Reading passage:
#####

For Hugging Face Jobs:

hf jobs uv run \
  --flavor t4-small \
  --timeout 4h \
  --with "incident-commander-env[train,vllm] @ git+https://huggingface.co/spaces/YOUR_USERNAME/incident_commander_env" \
  --secrets HF_TOKEN \
  -- incident-commander-train --model Qwen/Qwen3-0.6B --max-steps 80

If the first run shows a reward curve, rerun with Qwen/Qwen3-1.7B.

If Colab T4 fails on vllm, use the slower fallback:

pip install -e ".[train]"
python scripts/run_with_logs.py --name grpo_qwen3_0_6b_no_vllm -- python scripts/train_grpo.py --model Qwen/Qwen3-0.6B --output-dir outputs/grpo-qwen3-0.6b --max-steps 40 --num-generations 2 --gradient-accumulation-steps 8 --no-vllm

The training wrapper uses curriculum reward shaping for GRPO: intermediate evidence collection, supported hypothesis checks, and safe mitigations receive small capped rewards, while the environment's final evaluation score still requires the correct root cause, mitigation, and stakeholder report. This avoids all-zero batches in tool-use RL while preserving the harder final incident score.

#####

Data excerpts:
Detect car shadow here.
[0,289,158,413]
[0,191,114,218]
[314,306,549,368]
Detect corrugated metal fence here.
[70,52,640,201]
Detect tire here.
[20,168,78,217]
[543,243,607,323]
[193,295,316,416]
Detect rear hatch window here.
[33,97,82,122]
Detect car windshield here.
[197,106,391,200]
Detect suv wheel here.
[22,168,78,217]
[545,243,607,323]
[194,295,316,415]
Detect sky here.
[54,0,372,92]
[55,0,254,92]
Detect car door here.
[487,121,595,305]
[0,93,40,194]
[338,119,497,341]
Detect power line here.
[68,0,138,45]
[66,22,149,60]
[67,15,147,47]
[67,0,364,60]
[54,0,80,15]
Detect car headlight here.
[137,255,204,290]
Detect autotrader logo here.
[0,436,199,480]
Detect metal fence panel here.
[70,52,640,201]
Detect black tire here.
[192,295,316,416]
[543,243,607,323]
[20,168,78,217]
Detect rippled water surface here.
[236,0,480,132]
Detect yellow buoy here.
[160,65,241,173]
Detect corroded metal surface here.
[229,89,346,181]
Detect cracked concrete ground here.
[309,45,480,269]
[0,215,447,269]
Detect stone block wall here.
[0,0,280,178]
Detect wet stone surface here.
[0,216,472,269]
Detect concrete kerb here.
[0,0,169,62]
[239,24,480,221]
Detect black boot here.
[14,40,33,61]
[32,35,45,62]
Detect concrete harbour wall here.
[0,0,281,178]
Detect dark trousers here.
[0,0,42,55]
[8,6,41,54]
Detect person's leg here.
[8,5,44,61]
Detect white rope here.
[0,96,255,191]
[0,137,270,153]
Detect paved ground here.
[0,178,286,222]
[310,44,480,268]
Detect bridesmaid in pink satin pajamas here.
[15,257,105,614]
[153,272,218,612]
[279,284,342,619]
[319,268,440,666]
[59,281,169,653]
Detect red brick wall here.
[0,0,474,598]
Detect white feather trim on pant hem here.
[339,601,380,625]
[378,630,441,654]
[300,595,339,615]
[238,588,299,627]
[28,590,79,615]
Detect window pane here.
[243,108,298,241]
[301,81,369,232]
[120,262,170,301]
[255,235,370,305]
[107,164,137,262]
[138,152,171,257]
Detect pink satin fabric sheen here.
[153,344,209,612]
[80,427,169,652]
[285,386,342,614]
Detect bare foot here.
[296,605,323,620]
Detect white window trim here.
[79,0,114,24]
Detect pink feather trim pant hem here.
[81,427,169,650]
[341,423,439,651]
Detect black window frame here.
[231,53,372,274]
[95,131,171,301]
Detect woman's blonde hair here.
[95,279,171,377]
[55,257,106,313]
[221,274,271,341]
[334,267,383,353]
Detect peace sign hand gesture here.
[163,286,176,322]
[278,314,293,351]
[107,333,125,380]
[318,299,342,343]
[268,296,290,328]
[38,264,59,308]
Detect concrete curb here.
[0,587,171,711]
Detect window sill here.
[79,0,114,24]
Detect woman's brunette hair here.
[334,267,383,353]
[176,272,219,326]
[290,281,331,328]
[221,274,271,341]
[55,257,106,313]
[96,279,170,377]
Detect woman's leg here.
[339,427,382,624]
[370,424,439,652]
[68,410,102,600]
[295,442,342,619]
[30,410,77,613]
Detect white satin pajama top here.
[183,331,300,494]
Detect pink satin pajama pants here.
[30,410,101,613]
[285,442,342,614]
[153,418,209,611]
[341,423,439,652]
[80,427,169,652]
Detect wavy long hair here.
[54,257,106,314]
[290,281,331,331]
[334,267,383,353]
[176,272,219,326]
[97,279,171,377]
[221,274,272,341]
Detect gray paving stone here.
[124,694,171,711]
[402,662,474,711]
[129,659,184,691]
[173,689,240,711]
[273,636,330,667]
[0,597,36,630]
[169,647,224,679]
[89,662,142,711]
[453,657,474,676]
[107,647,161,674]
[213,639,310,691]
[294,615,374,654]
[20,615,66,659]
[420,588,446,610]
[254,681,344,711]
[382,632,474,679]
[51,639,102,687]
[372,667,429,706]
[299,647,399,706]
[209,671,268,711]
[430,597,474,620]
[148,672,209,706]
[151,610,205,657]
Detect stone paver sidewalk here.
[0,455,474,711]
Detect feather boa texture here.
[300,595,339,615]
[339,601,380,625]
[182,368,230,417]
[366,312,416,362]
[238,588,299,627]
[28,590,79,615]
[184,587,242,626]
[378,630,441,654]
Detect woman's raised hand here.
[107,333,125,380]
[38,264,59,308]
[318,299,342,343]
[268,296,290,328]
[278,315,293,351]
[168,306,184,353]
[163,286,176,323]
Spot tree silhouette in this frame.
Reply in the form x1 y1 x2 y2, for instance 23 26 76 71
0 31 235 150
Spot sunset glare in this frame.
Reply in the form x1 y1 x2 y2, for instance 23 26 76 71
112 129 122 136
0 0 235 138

#####

Exercise 1: In the training notes, list the things that receive small capped rewards under the curriculum reward shaping.
Exercise 2: According to the training notes, which model should be used for a rerun if the first run shows a reward curve?
Exercise 3: Reproduce the stretch of the training notes from "pip install -e" through "final incident score.".

Exercise answer 1: Intermediate evidence collection, supported hypothesis checks, and safe mitigations.

Exercise answer 2: Qwen/Qwen3-1.7B.

Exercise answer 3:
pip install -e ".[train]"
python scripts/run_with_logs.py --name grpo_qwen3_0_6b_no_vllm -- python scripts/train_grpo.py --model Qwen/Qwen3-0.6B --output-dir outputs/grpo-qwen3-0.6b --max-steps 40 --num-generations 2 --gradient-accumulation-steps 8 --no-vllm

The training wrapper uses curriculum reward shaping for GRPO: intermediate evidence collection, supported hypothesis checks, and safe mitigations receive small capped rewards, while the environment's final evaluation score still requires the correct root cause, mitigation, and stakeholder report. This avoids all-zero batches in tool-use RL while preserving the harder final incident score.